## About this task
Please return, word for word, the stretch of the Intermezzo launch text below that begins at the words "It can be seen" and stops after the words "about $17 million.".

## Text under study
The Intermezzo Launch
Intermezzo was launched about one year ago and results have been disappointing. Originally, Purdue launched the product using a contract sales force. In 4Q, 2012, it decided to relaunch the product. It is now using its own sales force of 525 reps and in addition is using an aggressive direct to the consumer advertising. The reasons for the disappointing launch aren't clear. My view is that it takes awhile to get physicians and patients aware that middle of the night awakening is a disease and that there is a treatment for it. If I am correct, better education of physicians and patients may get back on track. I intend to closely track the results of the launch as measured by prescriptions. The following chart shows prescription trends since the launch to give some perspective.
It can be seen that prescriptions slowed during the Thanksgiving to Christmas holiday season, regained the sales trajectory and then dropped as the changeover to the new sales force began in mid-January. The company began its TV ad campaign on January 7, 2013 and the analgesic sales force of Purdue began promoting the product on January 18, 2013. This has caused what looks to be an upward inflection in prescriptions written so that over the last three weeks of this graph, sequential weekly sales have increased at 16% to 18%. For the week ended February 1, 2013, prescriptions written were 1,994. The price per prescription is about $160 net so that the 1,994 prescriptions represent an annualized sales rate of about $17 million.

## Information provided
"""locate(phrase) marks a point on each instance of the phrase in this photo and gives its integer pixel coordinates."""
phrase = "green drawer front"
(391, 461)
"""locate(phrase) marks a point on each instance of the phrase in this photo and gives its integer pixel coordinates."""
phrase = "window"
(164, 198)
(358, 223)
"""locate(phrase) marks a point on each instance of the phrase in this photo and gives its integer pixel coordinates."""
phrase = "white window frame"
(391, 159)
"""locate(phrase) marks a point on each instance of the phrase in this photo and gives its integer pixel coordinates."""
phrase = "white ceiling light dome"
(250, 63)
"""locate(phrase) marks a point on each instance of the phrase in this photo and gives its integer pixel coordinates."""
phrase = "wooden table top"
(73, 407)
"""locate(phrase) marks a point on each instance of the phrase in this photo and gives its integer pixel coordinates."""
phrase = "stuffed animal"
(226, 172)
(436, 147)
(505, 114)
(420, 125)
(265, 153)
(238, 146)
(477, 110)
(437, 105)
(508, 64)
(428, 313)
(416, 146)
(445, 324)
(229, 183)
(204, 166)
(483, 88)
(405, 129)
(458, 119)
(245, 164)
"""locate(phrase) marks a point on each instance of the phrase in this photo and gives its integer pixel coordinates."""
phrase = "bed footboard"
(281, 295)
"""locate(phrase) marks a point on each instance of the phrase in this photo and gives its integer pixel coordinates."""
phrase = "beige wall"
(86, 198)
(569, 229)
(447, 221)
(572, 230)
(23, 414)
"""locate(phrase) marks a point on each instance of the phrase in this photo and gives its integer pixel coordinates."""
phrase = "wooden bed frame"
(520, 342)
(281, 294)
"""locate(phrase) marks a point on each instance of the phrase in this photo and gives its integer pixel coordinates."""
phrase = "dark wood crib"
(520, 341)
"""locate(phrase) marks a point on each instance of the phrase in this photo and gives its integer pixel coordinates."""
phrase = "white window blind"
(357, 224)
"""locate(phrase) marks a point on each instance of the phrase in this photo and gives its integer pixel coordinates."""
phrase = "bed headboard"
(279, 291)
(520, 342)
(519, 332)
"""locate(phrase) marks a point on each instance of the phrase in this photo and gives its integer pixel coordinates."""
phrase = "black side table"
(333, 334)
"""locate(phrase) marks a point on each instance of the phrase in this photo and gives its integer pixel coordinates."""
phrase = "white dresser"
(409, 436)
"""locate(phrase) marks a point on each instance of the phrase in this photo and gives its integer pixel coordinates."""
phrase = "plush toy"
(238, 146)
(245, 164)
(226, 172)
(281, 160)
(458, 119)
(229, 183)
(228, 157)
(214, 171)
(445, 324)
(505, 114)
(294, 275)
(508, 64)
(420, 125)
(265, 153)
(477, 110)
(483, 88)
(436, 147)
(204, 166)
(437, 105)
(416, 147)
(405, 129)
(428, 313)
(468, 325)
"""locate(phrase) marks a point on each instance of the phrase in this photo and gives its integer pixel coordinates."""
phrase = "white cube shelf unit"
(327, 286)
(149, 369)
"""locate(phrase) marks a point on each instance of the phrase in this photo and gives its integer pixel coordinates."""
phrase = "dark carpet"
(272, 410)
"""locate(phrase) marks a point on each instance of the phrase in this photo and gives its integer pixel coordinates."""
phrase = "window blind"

## Result below
It can be seen that prescriptions slowed during the Thanksgiving to Christmas holiday season, regained the sales trajectory and then dropped as the changeover to the new sales force began in mid-January. The company began its TV ad campaign on January 7, 2013 and the analgesic sales force of Purdue began promoting the product on January 18, 2013. This has caused what looks to be an upward inflection in prescriptions written so that over the last three weeks of this graph, sequential weekly sales have increased at 16% to 18%. For the week ended February 1, 2013, prescriptions written were 1,994. The price per prescription is about $160 net so that the 1,994 prescriptions represent an annualized sales rate of about $17 million.